Extrait retenu:
------------------------------

Intervention de Jean-Louis Borloo

Réunion du 30 mars 2006 à 9h30
Engagement national pour le logement — Discussion d'un projet de loi en deuxième lecture

Jean-Louis Borloo, ministre de l'emploi, de la cohésion sociale et du logement :

Monsieur le président, mesdames, messieurs les sénateurs, monsieur le rapporteur, vous êtes aujourd'hui saisis en deuxième lecture du projet de loi portant engagement national pour le logement, texte que vous connaissez bien, pour avoir, voilà peu de temps, passé de nombreuses heures à l'examiner.

Si vous l'aviez déjà fortement enrichi, les députés en ont fait de même, en ajoutant une trentaine de nouveaux articles. Le texte qui revient en discussion aujourd'hui au Sénat comporte quatre-vingt-dix articles : sur cet ensemble, douze articles ont été votés conformes et n'ont plus à être examinés. L'essentiel du travail n'est donc pas terminé. Mais, finalement, nous ne pouvons que nous en réjouir. Si nous n'avons pas demandé l'urgence sur un sujet aussi important que le logement, c'est parce que nous pensons qu'une deuxième lecture donnera au Parlement, notamment au Sénat, un temps précieux d'approfondissement et de mise au point finale de ce texte.

------------------------------

Exercice A:
Dans l'intervention ci-dessus, recopiez tout ce qui va de « Si vous l'aviez » jusqu'à « de ce texte. ».
Exercice B:
Condensez sous forme de liste le paragraphe de l'intervention qui commence par « Si vous l'aviez déjà fortement enrichi », en conservant ses faits principaux.

Données fournies:
------------------------------

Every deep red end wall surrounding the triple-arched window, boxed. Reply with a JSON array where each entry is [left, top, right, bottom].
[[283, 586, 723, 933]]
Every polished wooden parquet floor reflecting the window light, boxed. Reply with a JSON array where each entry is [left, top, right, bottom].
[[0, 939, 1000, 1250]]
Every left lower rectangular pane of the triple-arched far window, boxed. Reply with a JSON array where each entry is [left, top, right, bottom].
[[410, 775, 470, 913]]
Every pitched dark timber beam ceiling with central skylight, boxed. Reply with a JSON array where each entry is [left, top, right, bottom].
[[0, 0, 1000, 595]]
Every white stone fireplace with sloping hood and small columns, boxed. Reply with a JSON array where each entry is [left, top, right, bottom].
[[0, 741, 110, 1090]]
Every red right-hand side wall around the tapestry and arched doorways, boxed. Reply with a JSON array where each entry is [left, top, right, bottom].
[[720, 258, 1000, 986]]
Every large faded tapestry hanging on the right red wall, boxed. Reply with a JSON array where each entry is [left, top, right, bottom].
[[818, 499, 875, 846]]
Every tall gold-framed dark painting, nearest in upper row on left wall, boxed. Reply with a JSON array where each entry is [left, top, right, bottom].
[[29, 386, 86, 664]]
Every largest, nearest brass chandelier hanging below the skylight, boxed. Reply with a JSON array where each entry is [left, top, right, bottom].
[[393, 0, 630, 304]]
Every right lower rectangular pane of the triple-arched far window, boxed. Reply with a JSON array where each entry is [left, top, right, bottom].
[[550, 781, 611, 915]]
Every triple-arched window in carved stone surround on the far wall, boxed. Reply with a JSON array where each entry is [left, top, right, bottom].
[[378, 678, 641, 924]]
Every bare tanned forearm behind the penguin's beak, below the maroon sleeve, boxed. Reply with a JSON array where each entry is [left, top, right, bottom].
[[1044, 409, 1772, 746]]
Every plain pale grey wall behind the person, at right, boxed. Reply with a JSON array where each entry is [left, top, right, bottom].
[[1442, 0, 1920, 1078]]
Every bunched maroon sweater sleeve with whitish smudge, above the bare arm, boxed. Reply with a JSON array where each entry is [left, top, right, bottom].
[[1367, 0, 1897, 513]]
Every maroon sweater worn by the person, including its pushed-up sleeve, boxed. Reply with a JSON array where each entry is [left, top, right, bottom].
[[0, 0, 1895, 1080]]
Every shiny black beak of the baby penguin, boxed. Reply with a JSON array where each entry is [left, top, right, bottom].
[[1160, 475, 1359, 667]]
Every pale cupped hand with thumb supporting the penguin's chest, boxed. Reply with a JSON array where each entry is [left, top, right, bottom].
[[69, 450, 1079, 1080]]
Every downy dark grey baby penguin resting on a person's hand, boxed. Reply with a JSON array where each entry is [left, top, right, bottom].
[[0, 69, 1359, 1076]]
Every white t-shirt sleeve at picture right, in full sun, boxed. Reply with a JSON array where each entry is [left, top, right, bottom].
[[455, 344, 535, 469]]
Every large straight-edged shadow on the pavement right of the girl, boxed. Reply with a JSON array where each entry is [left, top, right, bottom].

------------------------------

Corrigé A:
Si vous l'aviez déjà fortement enrichi, les députés en ont fait de même, en ajoutant une trentaine de nouveaux articles. Le texte qui revient en discussion aujourd'hui au Sénat comporte quatre-vingt-dix articles : sur cet ensemble, douze articles ont été votés conformes et n'ont plus à être examinés. L'essentiel du travail n'est donc pas terminé. Mais, finalement, nous ne pouvons que nous en réjouir. Si nous n'avons pas demandé l'urgence sur un sujet aussi important que le logement, c'est parce que nous pensons qu'une deuxième lecture donnera au Parlement, notamment au Sénat, un temps précieux d'approfondissement et de mise au point finale de ce texte.

Corrigé B:
- Le Sénat, puis les députés, ont fortement enrichi le projet de loi. Les députés y ont ajouté une trentaine de nouveaux articles.
- Le texte qui revient au Sénat compte quatre-vingt-dix articles, dont douze votés conformes qui n'ont plus à être examinés.
- L'essentiel du travail n'est donc pas terminé, ce dont l'orateur se réjouit.
- L'urgence n'a pas été demandée. La deuxième lecture doit en effet donner au Parlement, notamment au Sénat, un temps d'approfondissement et de mise au point finale du texte.